◆ Text excerpt ◆
::::

First Nation peoples need to wake up now. There is an urgency happening in the climate and environment that calls out to all First Nation people. This is the time we need you to be Indian. This is the time you have to think with your heart and block out all the colonized thinking that goes on in your head.
Look at British Colombia. First Nations have been trying to protect the land and the old growth forests because they understand that the land relies on the trees as protectors to hold back the waters from overrunning the land. Enter the great progressive thinking Whiteman. Development means economic growth, some jobs and the perpetuation of corporate profits over people and the bottom line over humanity. As First Nations, where are we in this picture?
I know the majority of First Nations fall below the poverty line, either trying to make it on reserve or in the struggle to survive in urban settings. Our people know poverty, trauma and hopelessness. We are the people who live in addictions with trauma and despair daily trying to hold onto ancient traditions and teachings in a world that only values money.

::::

◆ Entries supplied ◆
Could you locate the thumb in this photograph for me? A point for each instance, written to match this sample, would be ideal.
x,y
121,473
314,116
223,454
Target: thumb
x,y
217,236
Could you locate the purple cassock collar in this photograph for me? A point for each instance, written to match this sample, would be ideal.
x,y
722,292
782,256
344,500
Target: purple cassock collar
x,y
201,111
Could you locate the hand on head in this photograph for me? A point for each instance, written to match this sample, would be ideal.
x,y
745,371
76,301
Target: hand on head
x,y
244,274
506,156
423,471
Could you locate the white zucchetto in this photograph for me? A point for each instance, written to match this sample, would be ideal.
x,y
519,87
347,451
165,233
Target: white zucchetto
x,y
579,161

::::

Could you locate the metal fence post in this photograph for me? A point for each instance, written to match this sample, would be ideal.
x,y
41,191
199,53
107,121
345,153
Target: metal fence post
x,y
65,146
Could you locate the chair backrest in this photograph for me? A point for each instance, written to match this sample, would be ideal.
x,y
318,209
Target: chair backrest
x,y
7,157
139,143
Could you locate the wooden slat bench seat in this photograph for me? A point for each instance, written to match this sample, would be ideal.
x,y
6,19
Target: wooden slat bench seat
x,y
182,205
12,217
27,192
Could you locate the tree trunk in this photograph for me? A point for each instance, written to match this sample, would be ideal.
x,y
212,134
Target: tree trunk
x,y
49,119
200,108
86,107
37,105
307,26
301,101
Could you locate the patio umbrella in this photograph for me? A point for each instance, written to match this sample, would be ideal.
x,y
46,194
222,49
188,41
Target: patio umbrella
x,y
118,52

::::

◆ Tasks to complete ◆
**1)** In the text on First Nations and the climate, what do First Nations understand the trees do for the land?
**2)** Write the next part of the text on First Nations and the climate, continuing from its last sentence.

◆ Answer section ◆
**1)** They act as protectors that hold back the waters from overrunning the land.

**2)**
We have been at a disadvantage since the first settlers landed on our eastern shores. If you follow current “Canadian” events, you understand that the Mi’kmaq are still fighting for their right to fish for a “moderate livelihood”. Who decided that the Mi’kmaq had a right to a “moderate livelihood”? Did the Creator who gifted the Mi’kmaq with access to the bountiful waters for food say to them at some point, this gift will be revoked by a visiting group of colonial usurpers? They will try to define what fish you are allowed to hunt or use for ceremonial or give away purposes by imposing their standards on your sustainable practices that have existed for centuries.
This is what is playing out on the eastern shores. Moving west, we have Quebec asserting that they are a nation even though they succumbed to British forces and refusing to acknowledge or work with First Nations who were there before they lost their colonial takeover attempt.
Moving west we have First Nations in the Robinson Huron treaty at a stalemate because Britain wrote that there would be increased annuities granted to the Indians as they shared in resource development of their territory. Canada has consistently thrown this argument back on the First Nations preferring to fight in courts so they do not have to live up to the International treaty promises made to the First peoples.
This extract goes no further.